Just because GPT-3 thrives at short creativity doesn’t mean it can’t do well in the other quadrants. Given the right prompt, it can do long, creative stuff. And a berserk llama is a llama that is angry, so it knows facts.

It Plays Best as Part of a Team

Our lead editor Gail has a saying:

Content is a team sport

To get an article to spec at Animalz will involve at least five people: a strategist, a researcher, a writer, an editor, and a copyeditor.

If you think you’re going to get great content out of GPT-3 with no team and no effort, you’re wrong. Producing great content is a process involving different skills and perspectives and needs people with those different skills and perspectives.

Or ‘things’ with those different skills and perspectives. GPT-3 does have a skill: it knows pretty much everything, can learn what you care about quickly given the right context, and can write really fast.

It can also generate different perspectives.

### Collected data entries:
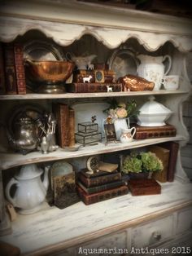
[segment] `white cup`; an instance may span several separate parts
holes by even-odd
[[[179,76],[178,75],[170,75],[164,76],[162,79],[162,83],[165,90],[177,90],[179,87]]]

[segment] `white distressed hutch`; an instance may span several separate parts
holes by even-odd
[[[6,234],[11,225],[11,233],[2,236],[1,240],[19,246],[26,255],[77,255],[80,247],[126,248],[130,253],[132,248],[147,246],[167,248],[171,254],[172,246],[177,246],[177,253],[178,249],[186,251],[186,246],[192,246],[192,186],[182,169],[180,154],[175,181],[162,183],[161,195],[132,196],[129,193],[89,206],[79,202],[62,210],[45,203],[41,211],[31,215],[18,214],[11,223],[5,211],[2,182],[4,172],[26,163],[72,158],[81,161],[88,156],[118,152],[164,141],[178,141],[181,147],[185,146],[189,135],[182,121],[182,103],[191,91],[185,60],[192,50],[191,28],[192,21],[184,18],[74,0],[1,2],[1,42],[12,42],[18,37],[24,42],[25,38],[47,38],[66,51],[74,50],[74,45],[78,44],[79,48],[76,49],[80,51],[76,54],[83,52],[83,46],[86,48],[84,51],[97,51],[94,53],[101,62],[107,61],[109,55],[119,47],[131,47],[146,54],[169,54],[172,59],[170,74],[183,77],[180,89],[175,91],[0,95],[3,121],[7,117],[7,109],[13,104],[42,102],[50,105],[56,99],[65,102],[94,102],[111,95],[145,102],[150,95],[154,95],[174,113],[169,121],[177,130],[177,136],[172,138],[139,140],[127,145],[99,143],[73,152],[58,150],[46,156],[39,152],[26,156],[1,152],[1,233]],[[2,145],[1,150],[3,148]]]

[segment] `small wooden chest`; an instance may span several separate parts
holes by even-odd
[[[128,187],[132,196],[156,195],[161,193],[161,186],[154,179],[131,179]]]

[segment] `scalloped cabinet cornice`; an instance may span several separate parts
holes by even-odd
[[[192,50],[190,19],[74,0],[7,0],[0,7],[2,42],[38,29],[62,46],[90,33],[109,48],[134,38],[148,51],[168,41],[181,51]]]

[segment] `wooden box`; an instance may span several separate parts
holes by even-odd
[[[161,193],[161,186],[153,179],[131,179],[128,187],[132,196],[157,195]]]

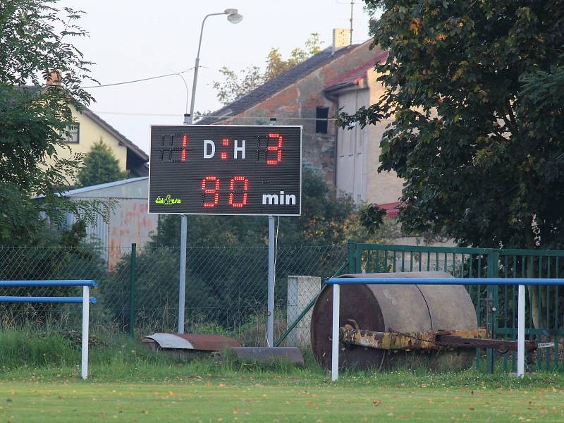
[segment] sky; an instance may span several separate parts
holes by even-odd
[[[355,0],[353,42],[369,38],[364,3]],[[350,26],[346,0],[61,0],[85,12],[80,25],[90,33],[73,44],[93,61],[92,76],[111,84],[173,73],[193,68],[202,20],[208,13],[237,8],[243,21],[226,16],[206,20],[200,53],[195,108],[214,111],[221,104],[212,85],[219,70],[256,65],[264,68],[268,52],[278,47],[283,57],[304,45],[312,32],[331,44],[333,28]],[[183,73],[190,96],[192,70]],[[92,84],[85,84],[85,86]],[[88,89],[96,102],[90,109],[140,147],[149,149],[151,125],[182,124],[187,90],[178,75]],[[188,97],[188,107],[190,107]]]

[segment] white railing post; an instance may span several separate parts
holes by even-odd
[[[331,379],[339,378],[339,309],[341,308],[341,286],[333,286],[333,322],[331,327]]]
[[[525,376],[525,286],[519,286],[517,312],[517,376]]]
[[[90,287],[82,287],[82,345],[80,376],[88,377],[88,323],[90,314]]]

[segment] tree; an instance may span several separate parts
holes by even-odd
[[[461,245],[561,248],[560,2],[367,4],[384,9],[373,45],[388,51],[376,66],[386,90],[342,124],[393,119],[379,170],[405,180],[403,229]]]
[[[77,173],[78,184],[82,187],[121,180],[128,176],[126,171],[120,170],[119,161],[102,137],[90,147],[83,162]]]
[[[380,170],[406,180],[404,228],[463,245],[561,245],[561,109],[548,104],[540,127],[527,106],[539,86],[524,85],[562,61],[559,4],[367,3],[384,9],[374,42],[389,52],[376,65],[386,91],[343,124],[393,118]]]
[[[212,87],[217,91],[217,99],[222,104],[228,104],[238,100],[247,92],[252,91],[266,81],[276,78],[298,63],[304,61],[321,51],[319,35],[312,33],[305,42],[303,48],[296,47],[286,60],[278,49],[272,48],[266,56],[266,67],[263,73],[258,66],[248,66],[240,70],[241,76],[226,66],[219,70],[223,76],[223,81],[214,81]]]
[[[72,108],[92,99],[80,83],[92,78],[90,62],[70,42],[87,35],[75,24],[80,13],[54,3],[12,0],[0,8],[0,245],[42,242],[41,212],[61,221],[63,210],[93,219],[97,209],[57,195],[80,157],[62,159],[56,147],[68,148]],[[45,166],[47,158],[54,164]]]

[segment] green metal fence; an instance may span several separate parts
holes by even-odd
[[[348,246],[350,273],[443,271],[458,278],[558,278],[564,274],[564,251],[495,250],[356,243]],[[479,324],[494,338],[517,338],[517,288],[467,286]],[[528,357],[529,367],[562,369],[564,295],[558,286],[527,287],[525,334],[539,343],[553,342]],[[481,355],[477,354],[480,367]],[[487,352],[486,369],[515,371],[514,352]]]

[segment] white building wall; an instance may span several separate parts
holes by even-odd
[[[354,114],[368,105],[369,90],[351,90],[338,97],[341,111]],[[339,128],[337,135],[337,190],[352,195],[357,202],[366,199],[368,128]]]

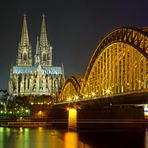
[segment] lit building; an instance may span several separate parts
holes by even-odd
[[[52,47],[47,38],[45,16],[42,17],[40,38],[37,37],[34,62],[24,15],[16,65],[11,66],[8,92],[13,96],[58,95],[64,83],[63,66],[52,65]]]

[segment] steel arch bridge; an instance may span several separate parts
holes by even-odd
[[[71,80],[70,80],[71,79]],[[107,34],[95,49],[81,83],[66,81],[61,96],[83,99],[143,91],[148,88],[148,32],[122,27]],[[71,85],[70,85],[70,84]],[[65,92],[74,88],[74,91]],[[78,89],[79,88],[79,89]]]

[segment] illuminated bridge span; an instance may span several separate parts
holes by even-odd
[[[148,90],[148,32],[122,27],[98,44],[82,78],[69,78],[61,101],[100,98]]]

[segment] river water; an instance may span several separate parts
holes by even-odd
[[[0,148],[148,148],[148,130],[68,132],[0,127]]]

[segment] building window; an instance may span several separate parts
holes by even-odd
[[[24,53],[23,60],[27,61],[27,53]]]

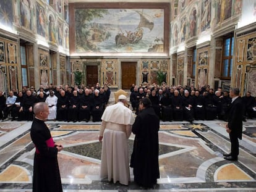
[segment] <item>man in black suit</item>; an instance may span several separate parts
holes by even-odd
[[[239,89],[232,88],[229,96],[232,102],[228,109],[228,124],[226,125],[226,131],[229,133],[230,142],[231,143],[231,152],[229,154],[224,154],[224,159],[229,161],[237,161],[239,152],[238,139],[242,140],[242,99],[239,96]]]

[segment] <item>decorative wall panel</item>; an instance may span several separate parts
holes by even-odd
[[[45,88],[46,88],[49,85],[49,52],[38,49],[38,54],[40,85],[42,85]]]
[[[15,89],[17,90],[18,88],[18,76],[17,67],[9,66],[9,67],[11,89]]]
[[[109,86],[117,86],[117,60],[103,59],[101,65],[102,83]]]
[[[240,88],[242,96],[250,89],[252,96],[256,96],[255,91],[252,90],[256,86],[256,32],[237,37],[236,45],[231,86]]]
[[[245,40],[242,40],[241,41],[238,41],[237,62],[243,62],[244,61],[245,43]]]
[[[195,79],[197,80],[197,88],[202,88],[207,85],[210,47],[197,49],[197,71]]]

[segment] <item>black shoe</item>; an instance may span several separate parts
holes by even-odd
[[[228,161],[237,161],[237,157],[233,157],[231,156],[228,157],[224,157],[224,159]]]
[[[223,156],[228,157],[231,156],[231,153],[223,153]]]

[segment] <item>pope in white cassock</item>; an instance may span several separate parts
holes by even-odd
[[[119,181],[128,185],[128,139],[135,120],[132,111],[125,106],[126,102],[126,96],[120,95],[118,102],[107,107],[101,117],[99,140],[103,140],[103,144],[100,177],[108,178],[109,182],[113,179],[114,183]]]
[[[49,91],[49,95],[45,99],[45,102],[48,104],[49,112],[48,120],[55,120],[57,115],[58,98],[54,95],[53,90]]]

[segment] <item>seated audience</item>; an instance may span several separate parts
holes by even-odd
[[[49,96],[46,98],[45,102],[49,107],[49,115],[48,120],[56,120],[57,116],[58,98],[54,95],[53,90],[49,90]]]

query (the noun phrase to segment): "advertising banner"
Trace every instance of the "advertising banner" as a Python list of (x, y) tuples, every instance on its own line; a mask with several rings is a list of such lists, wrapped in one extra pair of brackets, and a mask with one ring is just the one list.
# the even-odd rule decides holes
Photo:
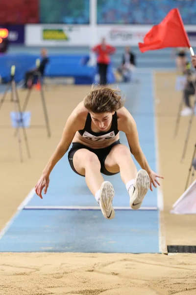
[(27, 46), (89, 46), (91, 34), (87, 25), (27, 25), (25, 44)]
[(124, 46), (137, 45), (151, 26), (98, 26), (98, 41), (102, 37), (111, 45)]
[(0, 28), (7, 29), (9, 43), (23, 44), (24, 42), (24, 29), (23, 25), (1, 25)]

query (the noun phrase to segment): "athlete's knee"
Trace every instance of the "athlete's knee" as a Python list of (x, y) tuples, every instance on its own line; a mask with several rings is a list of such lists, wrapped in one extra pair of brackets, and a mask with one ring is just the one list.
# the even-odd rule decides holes
[(131, 152), (130, 151), (130, 149), (126, 147), (126, 146), (123, 146), (123, 145), (119, 145), (117, 146), (116, 149), (117, 155), (120, 157), (122, 156), (130, 156), (131, 154)]
[(100, 164), (98, 157), (93, 152), (89, 151), (86, 153), (84, 160), (85, 167), (89, 166), (89, 165), (96, 165), (100, 166)]

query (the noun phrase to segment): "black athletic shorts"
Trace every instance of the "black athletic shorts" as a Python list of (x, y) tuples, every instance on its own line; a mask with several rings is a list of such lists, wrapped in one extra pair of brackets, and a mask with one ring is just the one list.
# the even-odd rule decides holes
[[(105, 175), (114, 175), (115, 174), (117, 174), (117, 173), (111, 173), (106, 170), (105, 167), (104, 162), (107, 155), (109, 154), (112, 148), (114, 147), (114, 146), (119, 144), (121, 144), (121, 143), (119, 140), (110, 146), (109, 146), (109, 147), (107, 147), (107, 148), (90, 148), (79, 143), (73, 143), (72, 147), (68, 153), (68, 160), (72, 169), (75, 172), (75, 173), (77, 173), (77, 174), (79, 174), (79, 175), (81, 175), (81, 176), (84, 176), (83, 175), (81, 175), (79, 173), (78, 173), (74, 168), (73, 157), (75, 152), (78, 149), (80, 149), (80, 148), (86, 148), (86, 149), (94, 152), (98, 156), (101, 164), (100, 172), (101, 173), (105, 174)], [(117, 173), (119, 173), (119, 172)]]

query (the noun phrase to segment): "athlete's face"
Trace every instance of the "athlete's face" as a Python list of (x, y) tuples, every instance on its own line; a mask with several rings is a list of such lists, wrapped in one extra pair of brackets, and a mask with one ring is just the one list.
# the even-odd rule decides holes
[(108, 128), (112, 120), (112, 113), (103, 113), (102, 114), (95, 114), (91, 113), (92, 120), (95, 125), (101, 131), (104, 131)]

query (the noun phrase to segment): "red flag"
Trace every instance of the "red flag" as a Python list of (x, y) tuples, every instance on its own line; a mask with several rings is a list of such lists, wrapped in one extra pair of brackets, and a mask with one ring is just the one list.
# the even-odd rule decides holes
[(172, 9), (147, 33), (144, 43), (138, 44), (142, 52), (166, 47), (191, 47), (178, 9)]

### Work order 1:
Please retype the passage about GPT-3 and content teams, starting with "Or ‘things’ with" and going on through "write really fast.".
### Work order 2:
In the passage about GPT-3 and content teams, how many people at minimum does getting an article to spec at Animalz involve?

### Written answer 1:
Or ‘things’ with those different skills and perspectives. GPT-3 does have a skill: it knows pretty much everything, can learn what you care about quickly given the right context, and can write really fast.

### Written answer 2:
At least five: a strategist, a researcher, a writer, an editor, and a copyeditor.